# START OF PROVIDED INFORMATION

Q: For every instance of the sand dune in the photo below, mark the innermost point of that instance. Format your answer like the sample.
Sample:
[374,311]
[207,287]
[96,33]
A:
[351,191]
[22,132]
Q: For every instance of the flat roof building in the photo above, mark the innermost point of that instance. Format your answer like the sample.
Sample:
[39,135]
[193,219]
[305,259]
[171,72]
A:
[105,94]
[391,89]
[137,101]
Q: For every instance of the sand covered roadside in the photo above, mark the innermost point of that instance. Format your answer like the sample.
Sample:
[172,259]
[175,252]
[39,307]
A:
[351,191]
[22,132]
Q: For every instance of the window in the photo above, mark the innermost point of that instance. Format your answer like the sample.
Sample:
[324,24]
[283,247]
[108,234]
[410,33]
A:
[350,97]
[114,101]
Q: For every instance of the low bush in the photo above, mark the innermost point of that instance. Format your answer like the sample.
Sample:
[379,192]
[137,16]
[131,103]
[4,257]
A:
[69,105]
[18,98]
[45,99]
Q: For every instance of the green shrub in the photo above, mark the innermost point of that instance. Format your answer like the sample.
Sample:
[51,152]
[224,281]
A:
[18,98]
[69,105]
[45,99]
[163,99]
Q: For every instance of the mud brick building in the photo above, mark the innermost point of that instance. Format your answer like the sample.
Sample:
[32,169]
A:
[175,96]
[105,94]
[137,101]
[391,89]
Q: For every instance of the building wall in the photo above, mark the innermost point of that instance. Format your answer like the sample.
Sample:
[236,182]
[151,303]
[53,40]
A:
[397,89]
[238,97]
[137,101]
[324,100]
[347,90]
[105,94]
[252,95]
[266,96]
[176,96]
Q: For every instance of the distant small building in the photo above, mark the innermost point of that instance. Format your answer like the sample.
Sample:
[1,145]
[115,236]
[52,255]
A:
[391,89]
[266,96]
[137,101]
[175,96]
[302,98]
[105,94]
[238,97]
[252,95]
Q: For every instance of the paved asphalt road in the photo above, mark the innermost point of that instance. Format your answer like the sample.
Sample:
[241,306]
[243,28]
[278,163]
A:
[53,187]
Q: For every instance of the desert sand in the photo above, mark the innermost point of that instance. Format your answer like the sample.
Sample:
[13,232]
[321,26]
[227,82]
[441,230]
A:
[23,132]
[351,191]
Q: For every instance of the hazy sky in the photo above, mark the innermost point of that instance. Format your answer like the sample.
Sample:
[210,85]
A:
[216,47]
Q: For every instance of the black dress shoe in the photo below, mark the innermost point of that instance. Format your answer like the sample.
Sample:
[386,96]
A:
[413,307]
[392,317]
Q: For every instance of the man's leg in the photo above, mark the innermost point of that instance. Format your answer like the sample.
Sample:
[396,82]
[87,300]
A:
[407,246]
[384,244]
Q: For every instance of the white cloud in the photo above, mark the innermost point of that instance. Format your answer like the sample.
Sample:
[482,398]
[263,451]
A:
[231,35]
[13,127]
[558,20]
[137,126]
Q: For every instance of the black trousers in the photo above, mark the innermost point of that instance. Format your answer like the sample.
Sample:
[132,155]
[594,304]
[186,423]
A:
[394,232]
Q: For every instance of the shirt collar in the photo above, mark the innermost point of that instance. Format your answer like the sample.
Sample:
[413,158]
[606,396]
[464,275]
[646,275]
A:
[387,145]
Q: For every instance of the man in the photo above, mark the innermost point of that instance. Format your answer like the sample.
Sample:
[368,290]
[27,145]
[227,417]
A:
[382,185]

# END OF PROVIDED INFORMATION

PROBLEM DETAILS = All of the material must be reproduced exactly.

THE COMPLETED TASK =
Q: For every instance of the sand dune in the photo below, mark the innermost point of that instance. Format your answer like the sample.
Sample:
[374,311]
[207,287]
[96,33]
A:
[351,191]
[22,132]
Q: For every instance of the flat roof building in the photo above, mark the innermost point of that instance. Format your answer like the sample.
Sample:
[39,135]
[193,219]
[305,259]
[171,72]
A:
[105,94]
[391,89]
[137,101]
Q: For every instance of the sand covered roadside in the photo above, mark the innermost point of that instance. Format your answer like the sample.
Sample:
[172,259]
[175,252]
[39,307]
A:
[351,191]
[22,132]
Q: For every instance of the window in the photo above, mark the innermost point of that instance. Format your answer like the sample.
Sample:
[324,24]
[283,247]
[108,234]
[410,33]
A:
[350,97]
[114,101]
Q: For every instance of the low bush in the photo above, mark the innermost point of that instance. Format your answer like the sample.
Sample:
[379,192]
[137,16]
[131,103]
[4,257]
A:
[69,105]
[18,98]
[45,99]
Q: For every instance of the green shrub in the photo above, mark the innermost point of that instance. Format your answer like the sample.
Sample:
[51,152]
[224,281]
A:
[18,98]
[69,105]
[45,99]
[163,99]
Q: For every instance of the mud brick building in the photo above, mark the innermost point of that instance. Format your answer like the sample.
Sample:
[32,169]
A:
[175,96]
[105,94]
[137,101]
[391,89]
Q: For every instance of the building wall in the photo above, mark the innermost point of that instance. Format your answer like the sample.
Sample:
[236,182]
[151,303]
[53,40]
A:
[397,89]
[238,97]
[137,101]
[324,100]
[347,90]
[105,94]
[252,95]
[266,96]
[176,96]
Q: For every instance of the distant small building in the photo above, mark the innermost point of that instance. Format your answer like the sample.
Sample:
[1,145]
[115,236]
[52,255]
A:
[391,89]
[266,96]
[137,101]
[175,96]
[302,98]
[105,94]
[238,97]
[252,95]
Q: For every instance of the paved asphalt road in the photo above, mark the innermost point of that instance. Format your answer like the sample.
Sample:
[241,306]
[243,28]
[278,163]
A:
[53,187]
Q: For every instance of the desert sand in the photo above, mark the innermost point of that instance. Format your answer like the sample.
Sample:
[13,232]
[321,26]
[227,82]
[441,230]
A:
[23,132]
[351,191]
Q: For every instance of the hazy sky in the photo above, mark the innermost point of that instance. Format your answer like the sample.
Sample:
[210,85]
A:
[216,47]
Q: For every instance of the black dress shoe in the photo below, mark the innermost point of that instance. Format your answer like the sample.
Sample:
[386,96]
A:
[413,307]
[392,317]
Q: For every instance of the man's leg in the photo above, mark the innermost point of that instance. Format your answer like the sample.
Sample:
[396,82]
[87,300]
A:
[407,246]
[384,244]
Q: For every instance of the white cloud in the photo above, mark the innermost point of that instance. Format your answer like the sample.
Sample:
[482,398]
[263,451]
A:
[231,35]
[13,127]
[558,20]
[137,126]
Q: For every instance of the black trousers in the photo above, mark the innermost point of that instance. Format your answer like the sample.
Sample:
[132,155]
[594,304]
[186,423]
A:
[394,232]
Q: For every instance of the shirt collar in the photo above, mark the innermost point of that instance. Format your answer like the sample.
Sample:
[413,158]
[606,396]
[464,275]
[646,275]
A:
[387,145]
Q: For every instance of the man in the photo above, mark the innermost point of that instance. Format your answer like the sample.
Sample:
[368,290]
[27,145]
[227,417]
A:
[382,185]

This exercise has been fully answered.